- [SELECTED TEXT]
Reply
New Contributor
Posts: 1
Registered: ‎04-30-2019

Issue while flattening complex nested XML file in pyspark 2.x

I have a complex XML file which is nested. I have read using data bricks API and parsed. So when I see the schema, It is having complex nesting. So I need to flatten that nesting and select some required data after flattening. But after the nested schema is flattened I couldn't see any data. It is blank. For some files, it works and for some other files, it doesn't work.

 

Please find the below steps I have followed to flatten the nested data frame.

 

def flattening_check(unflattened_df):
    print("Inside flattening function")
    dit['main_df'] = unflattened_df
    for col_name, col_type in unflattened_df.dtypes:

        if col_type[:6] == 'struct':
            dit['main_df'] = flatten_df(dit['main_df'])

        if col_type[:5] == 'array':
            dit['main_df'] = explode_array(dit['main_df'], col_name)

    print(dit['main_df'].printSchema())

    struct_types = [c[0] for c in dit['main_df'].dtypes if c[1][:6] == 'struct']
    array_types = [c[0] for c in dit['main_df'].dtypes if c[1][:5] == 'array']
    if len(struct_types) > 0 or len(array_types) > 0:
        dit['main_df'].persist(StorageLevel.MEMORY_AND_DISK)
        flattening_check(dit['main_df'])

    return dit['main_df']

def flatten_df(nested_df):
    print("Visited flatten df")
    flat_cols = [c[0] for c in nested_df.dtypes if c[1][:6] != 'struct']
    nested_cols = [c[0] for c in nested_df.dtypes if c[1][:6] == 'struct']

    flat_df = nested_df.select(flat_cols + [F.col(nc+'.'+c).alias(nc+'__'+c) for nc in nested_cols for c in nested_df.select(nc+'.*').columns])
    return flat_df


def explode_array(nested_df, column):
    print("Visited array explode")
    explode_col_name = nested_df.select(column)
    exploded_df = nested_df.withColumn(column, explode(explode_col_name[0]))
    return exploded_df

if __name__ == '__main__':
  xml_data = spark.read.format("com.databricks.spark.xml").option("rootTag","datasets").option("rowTag", "dataset").load("nasa.xml")

    print(xml_data.printSchema())

    final_df = flattening_check(xml_data)
    print(final_df.printSchema())
    print(final_df.show())

After I run this I get an empty data frame.

 

results:

 

The below schema is before flattening data:

 

root
 |-- _subject: string (nullable = true)
 |-- _xlink: string (nullable = true)
 |-- altname: array (nullable = true)
 |    |-- element: struct (containsNull = true)
 |    |    |-- _VALUE: string (nullable = true)
 |    |    |-- _type: string (nullable = true)
 |-- descriptions: struct (nullable = true)
 |    |-- abstract: struct (nullable = true)
 |    |    |-- para: array (nullable = true)
 |    |    |    |-- element: string (containsNull = true)
 |    |-- description: struct (nullable = true)
 |    |    |-- heading: string (nullable = true)
 |    |    |-- para: array (nullable = true)

- [PROMPT 1] Add 73 to every coordinate in the answer boxes of the records. Write out again every line, request lines included, starting at the first line of the records and stopping after the line that contains "top-left (0, 0), bottom-right (500, 307)", and leave the sample boxes in the requests unchanged.
The forum post about flattening nested XML in pyspark and the records that come next are unrelated material.

- [INPUT]
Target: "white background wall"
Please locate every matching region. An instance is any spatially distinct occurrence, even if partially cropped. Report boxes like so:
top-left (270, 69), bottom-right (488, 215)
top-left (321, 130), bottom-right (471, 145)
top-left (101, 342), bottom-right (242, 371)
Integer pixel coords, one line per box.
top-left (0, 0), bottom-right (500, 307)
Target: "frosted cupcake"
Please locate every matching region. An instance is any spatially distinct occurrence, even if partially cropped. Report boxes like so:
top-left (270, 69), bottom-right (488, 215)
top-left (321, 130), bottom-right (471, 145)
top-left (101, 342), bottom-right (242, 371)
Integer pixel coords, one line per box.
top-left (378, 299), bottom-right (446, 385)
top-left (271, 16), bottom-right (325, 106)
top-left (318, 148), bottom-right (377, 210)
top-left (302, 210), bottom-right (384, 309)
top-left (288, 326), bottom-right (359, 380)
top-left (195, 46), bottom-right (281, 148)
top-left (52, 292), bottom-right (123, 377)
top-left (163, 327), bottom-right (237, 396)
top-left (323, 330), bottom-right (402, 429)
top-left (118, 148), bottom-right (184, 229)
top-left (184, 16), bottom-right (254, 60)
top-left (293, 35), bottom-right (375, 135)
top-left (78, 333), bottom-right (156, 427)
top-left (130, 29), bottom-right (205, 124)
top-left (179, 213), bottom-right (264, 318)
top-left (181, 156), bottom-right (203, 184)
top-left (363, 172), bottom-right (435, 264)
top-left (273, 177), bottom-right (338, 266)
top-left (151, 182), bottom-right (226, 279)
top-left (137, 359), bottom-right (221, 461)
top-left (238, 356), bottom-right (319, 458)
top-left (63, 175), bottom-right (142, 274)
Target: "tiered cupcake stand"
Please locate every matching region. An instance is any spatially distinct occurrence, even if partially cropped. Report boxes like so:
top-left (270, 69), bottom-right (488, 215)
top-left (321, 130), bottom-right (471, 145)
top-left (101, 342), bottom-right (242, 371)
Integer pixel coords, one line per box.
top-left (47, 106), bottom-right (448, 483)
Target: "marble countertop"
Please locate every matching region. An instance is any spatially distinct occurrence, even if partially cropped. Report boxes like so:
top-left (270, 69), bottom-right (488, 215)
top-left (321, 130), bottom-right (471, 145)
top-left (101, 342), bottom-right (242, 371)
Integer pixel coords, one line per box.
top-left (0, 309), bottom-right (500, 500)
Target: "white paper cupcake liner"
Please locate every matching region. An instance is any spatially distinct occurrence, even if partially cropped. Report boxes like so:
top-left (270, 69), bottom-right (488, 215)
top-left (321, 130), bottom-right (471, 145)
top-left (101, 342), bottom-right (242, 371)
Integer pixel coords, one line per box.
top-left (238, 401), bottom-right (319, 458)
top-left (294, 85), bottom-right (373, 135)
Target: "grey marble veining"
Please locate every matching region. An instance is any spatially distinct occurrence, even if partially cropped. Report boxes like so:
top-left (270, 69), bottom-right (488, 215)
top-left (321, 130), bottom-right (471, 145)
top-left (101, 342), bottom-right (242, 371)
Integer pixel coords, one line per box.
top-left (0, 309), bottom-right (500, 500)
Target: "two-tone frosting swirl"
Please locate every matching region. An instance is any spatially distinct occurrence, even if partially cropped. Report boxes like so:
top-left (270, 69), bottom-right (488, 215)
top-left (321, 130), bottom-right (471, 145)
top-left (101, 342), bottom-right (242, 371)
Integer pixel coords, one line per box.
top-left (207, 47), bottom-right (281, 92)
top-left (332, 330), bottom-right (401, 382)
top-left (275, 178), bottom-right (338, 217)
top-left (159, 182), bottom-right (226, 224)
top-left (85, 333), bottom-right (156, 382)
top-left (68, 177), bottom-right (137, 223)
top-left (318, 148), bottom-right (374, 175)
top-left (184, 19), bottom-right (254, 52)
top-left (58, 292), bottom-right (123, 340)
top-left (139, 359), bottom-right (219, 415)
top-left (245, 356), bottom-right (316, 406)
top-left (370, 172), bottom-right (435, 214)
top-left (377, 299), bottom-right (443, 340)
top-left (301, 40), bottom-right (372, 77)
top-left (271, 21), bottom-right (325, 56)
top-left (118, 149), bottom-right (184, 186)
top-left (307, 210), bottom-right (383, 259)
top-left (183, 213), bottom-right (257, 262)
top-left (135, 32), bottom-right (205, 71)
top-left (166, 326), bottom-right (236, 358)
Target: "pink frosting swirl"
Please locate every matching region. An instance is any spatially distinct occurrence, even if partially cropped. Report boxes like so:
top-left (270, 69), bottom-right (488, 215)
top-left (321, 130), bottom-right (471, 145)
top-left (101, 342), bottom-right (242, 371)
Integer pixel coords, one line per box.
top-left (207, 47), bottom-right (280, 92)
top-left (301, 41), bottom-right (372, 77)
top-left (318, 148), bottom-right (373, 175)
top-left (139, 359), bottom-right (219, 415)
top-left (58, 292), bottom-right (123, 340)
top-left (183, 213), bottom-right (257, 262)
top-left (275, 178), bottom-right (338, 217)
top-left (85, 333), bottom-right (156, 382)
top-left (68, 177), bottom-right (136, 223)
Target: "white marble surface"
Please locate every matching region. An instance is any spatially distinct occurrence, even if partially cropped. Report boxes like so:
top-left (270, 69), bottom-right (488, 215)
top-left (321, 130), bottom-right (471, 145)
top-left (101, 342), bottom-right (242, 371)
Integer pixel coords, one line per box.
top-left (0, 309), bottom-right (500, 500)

- [PROMPT 2]
Answer these questions from the forum post about flattening nested XML in pyspark.
(a) How many posts does the poster have?
(b) What value is given for the "rowTag" option when the XML file is read?
(c) In the schema before flattening, what type is "altname"?

- [EXPECTED OUTPUT 1]
Target: "white background wall"
Please locate every matching region. An instance is any spatially distinct occurrence, even if partially cropped. Report boxes like so:
top-left (270, 69), bottom-right (488, 215)
top-left (321, 130), bottom-right (471, 145)
top-left (101, 342), bottom-right (242, 371)
Integer pixel coords, one line per box.
top-left (73, 73), bottom-right (573, 380)

- [EXPECTED OUTPUT 2]
(a) 1
(b) "dataset"
(c) array